··· Extract provided
The “capture” port is another reminder of the way in which this kind of modern modeling gear is not just an updated version of old-school stomp boxes. The Quad Cortex mini does let you plug in your guitar and rock out, sure, but it also performs and processes hardware captures (both on the device and—for more sophisticated modeling—in the cloud) and can operate as a 16-channel USB-C audio interface to your computer. And though it’s largely designed for guitars and basses, you can use it on anything. The unit even has a few voice presets, which sound pretty wild with some of the real-time pitch-shifting and reverb effects.

While you can model your own gear collection with the Quad Cortex mini, the device itself comes with more than 90 amp models, more than 100 effects, and over 1,000 cabinet impulse responses. It can also run versions of the company’s desktop plugins (assuming you’ve purchased them already). It also comes with “over 2,000 high-quality factory Neural Captures” of other gear—these are static captures—and it can connect to the free “Cortex Cloud” service to download even more, including those uploaded by other users.

In other words: This one box holds digital representations of several hundred thousand dollars of gear. And given that you can mix and match cabs, captures, amps, and effects in wildly complicated chains that can even split and merge… the possibilities are functionally limitless.

Whether that excites or paralyzes you may depend on your own psychology, but it’s quite a change from how Neural DSP has approached its plugin offerings. Neural has generally offered curated (read: limited) collections of amps, cabs, and effects bundled into plugins that represent the tone of, say, John Mayer. You might get 3 amps, a few cabinets recorded with various mics, a few pedals, and an EQ, reverb, and delay, all in a gorgeous interface with some great presets.

But boxes like Quad Cortex mini take a “more is more” approach, with unlimited gear-mixing potential, captures, and storage for thousands of presets. Curation? Bah, who needs it? Here’s everything!
······
> **Short exercise 1**
Please write out the passage of the Quad Cortex mini extract between "But boxes like" and "it? Here’s everything!", inclusive.
> **Short exercise 2**
Continue the Quad Cortex mini extract from the point where it stops.
··· Record excerpts
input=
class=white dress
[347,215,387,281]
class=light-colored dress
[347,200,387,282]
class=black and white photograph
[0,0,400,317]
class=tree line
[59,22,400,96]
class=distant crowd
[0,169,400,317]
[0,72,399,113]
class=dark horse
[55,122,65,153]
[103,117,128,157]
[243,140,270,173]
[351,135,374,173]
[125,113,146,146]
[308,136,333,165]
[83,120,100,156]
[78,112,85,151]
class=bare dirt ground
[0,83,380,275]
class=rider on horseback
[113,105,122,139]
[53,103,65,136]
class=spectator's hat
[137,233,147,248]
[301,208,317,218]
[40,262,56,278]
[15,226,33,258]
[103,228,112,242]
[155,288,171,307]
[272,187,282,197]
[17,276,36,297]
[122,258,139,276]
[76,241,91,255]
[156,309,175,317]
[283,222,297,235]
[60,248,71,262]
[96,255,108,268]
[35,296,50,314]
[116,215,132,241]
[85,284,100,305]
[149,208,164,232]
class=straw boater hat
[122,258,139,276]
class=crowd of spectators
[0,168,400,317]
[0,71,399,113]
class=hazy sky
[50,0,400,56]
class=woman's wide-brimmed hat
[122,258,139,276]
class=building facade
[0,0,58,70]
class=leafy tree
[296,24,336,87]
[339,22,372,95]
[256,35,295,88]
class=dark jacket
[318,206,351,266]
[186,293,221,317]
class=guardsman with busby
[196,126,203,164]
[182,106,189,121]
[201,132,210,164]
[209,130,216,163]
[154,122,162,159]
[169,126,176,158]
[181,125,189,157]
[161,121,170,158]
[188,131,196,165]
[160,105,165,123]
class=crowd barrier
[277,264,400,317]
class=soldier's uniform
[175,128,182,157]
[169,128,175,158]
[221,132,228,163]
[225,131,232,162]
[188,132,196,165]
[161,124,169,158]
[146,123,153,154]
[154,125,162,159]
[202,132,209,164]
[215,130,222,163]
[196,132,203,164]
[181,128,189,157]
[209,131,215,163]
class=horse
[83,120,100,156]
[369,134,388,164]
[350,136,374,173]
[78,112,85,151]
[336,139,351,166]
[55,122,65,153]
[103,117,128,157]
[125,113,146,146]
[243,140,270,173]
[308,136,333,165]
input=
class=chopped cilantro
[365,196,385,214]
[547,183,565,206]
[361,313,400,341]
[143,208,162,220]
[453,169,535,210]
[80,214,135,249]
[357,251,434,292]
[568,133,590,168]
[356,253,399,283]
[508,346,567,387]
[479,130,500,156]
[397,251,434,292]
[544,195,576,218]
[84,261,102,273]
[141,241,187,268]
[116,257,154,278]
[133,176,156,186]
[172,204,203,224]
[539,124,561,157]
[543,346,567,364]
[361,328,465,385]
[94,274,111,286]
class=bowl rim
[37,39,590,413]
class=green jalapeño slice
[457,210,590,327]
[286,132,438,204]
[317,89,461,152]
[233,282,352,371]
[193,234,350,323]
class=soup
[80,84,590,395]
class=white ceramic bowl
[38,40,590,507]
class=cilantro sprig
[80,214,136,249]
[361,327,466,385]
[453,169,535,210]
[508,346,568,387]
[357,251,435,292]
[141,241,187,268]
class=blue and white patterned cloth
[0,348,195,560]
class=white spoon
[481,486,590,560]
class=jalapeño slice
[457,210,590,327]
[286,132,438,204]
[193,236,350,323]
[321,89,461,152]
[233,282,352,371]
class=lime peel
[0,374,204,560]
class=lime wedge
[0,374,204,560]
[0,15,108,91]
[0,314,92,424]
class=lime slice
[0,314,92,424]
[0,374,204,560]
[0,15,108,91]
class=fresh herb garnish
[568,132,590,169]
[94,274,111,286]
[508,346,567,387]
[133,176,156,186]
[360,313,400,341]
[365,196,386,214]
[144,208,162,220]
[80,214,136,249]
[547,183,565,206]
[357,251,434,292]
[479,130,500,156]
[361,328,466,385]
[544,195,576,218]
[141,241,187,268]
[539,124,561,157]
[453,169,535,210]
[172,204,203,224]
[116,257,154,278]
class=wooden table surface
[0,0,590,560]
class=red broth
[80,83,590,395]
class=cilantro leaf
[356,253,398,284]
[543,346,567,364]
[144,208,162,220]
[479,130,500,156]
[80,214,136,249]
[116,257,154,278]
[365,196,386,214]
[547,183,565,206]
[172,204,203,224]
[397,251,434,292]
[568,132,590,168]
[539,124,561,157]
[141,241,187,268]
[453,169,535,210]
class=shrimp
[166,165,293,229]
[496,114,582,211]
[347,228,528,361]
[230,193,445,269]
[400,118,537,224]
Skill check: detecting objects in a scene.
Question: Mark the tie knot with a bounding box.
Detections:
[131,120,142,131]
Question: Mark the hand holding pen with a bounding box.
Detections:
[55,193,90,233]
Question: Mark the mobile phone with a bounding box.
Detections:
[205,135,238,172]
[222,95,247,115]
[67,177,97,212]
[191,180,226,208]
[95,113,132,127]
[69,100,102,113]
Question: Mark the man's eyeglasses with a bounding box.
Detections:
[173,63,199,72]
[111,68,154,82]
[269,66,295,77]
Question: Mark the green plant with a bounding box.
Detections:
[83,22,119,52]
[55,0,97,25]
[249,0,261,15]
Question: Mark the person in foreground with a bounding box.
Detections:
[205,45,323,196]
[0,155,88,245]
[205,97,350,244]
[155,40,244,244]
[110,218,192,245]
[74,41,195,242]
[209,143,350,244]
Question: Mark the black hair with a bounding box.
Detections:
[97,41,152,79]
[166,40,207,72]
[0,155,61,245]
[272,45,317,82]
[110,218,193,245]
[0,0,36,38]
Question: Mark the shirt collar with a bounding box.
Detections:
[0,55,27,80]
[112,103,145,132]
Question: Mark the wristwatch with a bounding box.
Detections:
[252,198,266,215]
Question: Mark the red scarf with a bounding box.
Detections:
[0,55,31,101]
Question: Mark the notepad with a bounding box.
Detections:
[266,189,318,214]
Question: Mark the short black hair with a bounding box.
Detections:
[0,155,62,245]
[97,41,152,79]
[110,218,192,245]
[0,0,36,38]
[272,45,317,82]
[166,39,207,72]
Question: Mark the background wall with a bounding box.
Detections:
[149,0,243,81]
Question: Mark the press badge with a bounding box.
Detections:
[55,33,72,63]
······
> **Written answer 1**
But boxes like Quad Cortex mini take a “more is more” approach, with unlimited gear-mixing potential, captures, and storage for thousands of presets. Curation? Bah, who needs it? Here’s everything!

> **Written answer 2**
Rectangular

This much gear also means that “gorgeous bespoke interface graphics” are out the window; you will get no pictures of sexy amps sitting in sexy studios with sexy lighting, as you do in the company’s gorgeous plugins. Instead, you will get flat rectangles. So many flat rectangles.

CorOS is one of those places where skeuomorphism goes to die. The Quad Cortex mini interface is extremely “functional”—I am trying to avoid more negative terms, because it has a certain “alpha phase before we put the final art in” charm—and is based entirely around grids of flat rectangles.

The main screen is called, in fact, “the grid.” It shows your current effect chain as a series of small squares, each filled with often impenetrable line art. (A disturbing number of these are some variation on a squiggly line. Fortunately, they are color coded by effect type.)

Each square represents a different effects processor, and you can have four lines of eight effect squares each. That might sound like a lot (and it is), but the processors can be distributed across the grid in creative ways.

Preset 47B, for instance, is called “Annoying Flute,” and it makes use of all four grid lines by running the input signal through a VCA compressor, a gate, an octave pitch shifter, an envelope filter, an EQ, the “Neural Capture” of an amp called “Custom 3SE 2,” and then a “112 US DLX Black C12K 00s (M)” speaker cabinet. (The names of these things are often hard to read at a glance, especially when picking from a list of a hundred items.)

This accounts for only “line 1” of the grid. In the case of Annoying Flute, the signal chain branches right after the speaker cabinet. Half of it continues on to line 3 of the grid, while the other half is routed down to line 2, where it passes through a pair of tape delays before also heading off to line 3. Line 3 receives this re-combined signal and splits it again, this time passing half of it through a poly octaver and another digital delay on line 4 before everything runs through a modulated reverb on line 3 and then onwards to the outputs.

Does this sort of craziness sound good? Well, it sounds better than anything featuring three delays, two pitch shifters, and the name “Annoying Flute” has any right to! But I bring this example up to illustrate the creative routing and effects decisions that the grid makes possible.

And things get even crazier when you use the built-in looper, trigger analog send/return effects, and set up your effects chain with other units meant to be switched on and off during a song.

So much for assigning effects rectangles to the rectangular grid. How to control all of these virtual gadgets? When you tap on any effects unit, up pops an overlay containing (you guessed it) lots of rectangles.

Every controllable parameter gets a rectangle, which is usually filled with a dial or a switch. You can change the values of these dials and switches by touching the screen or by twisting the lower-right rotary footswitch.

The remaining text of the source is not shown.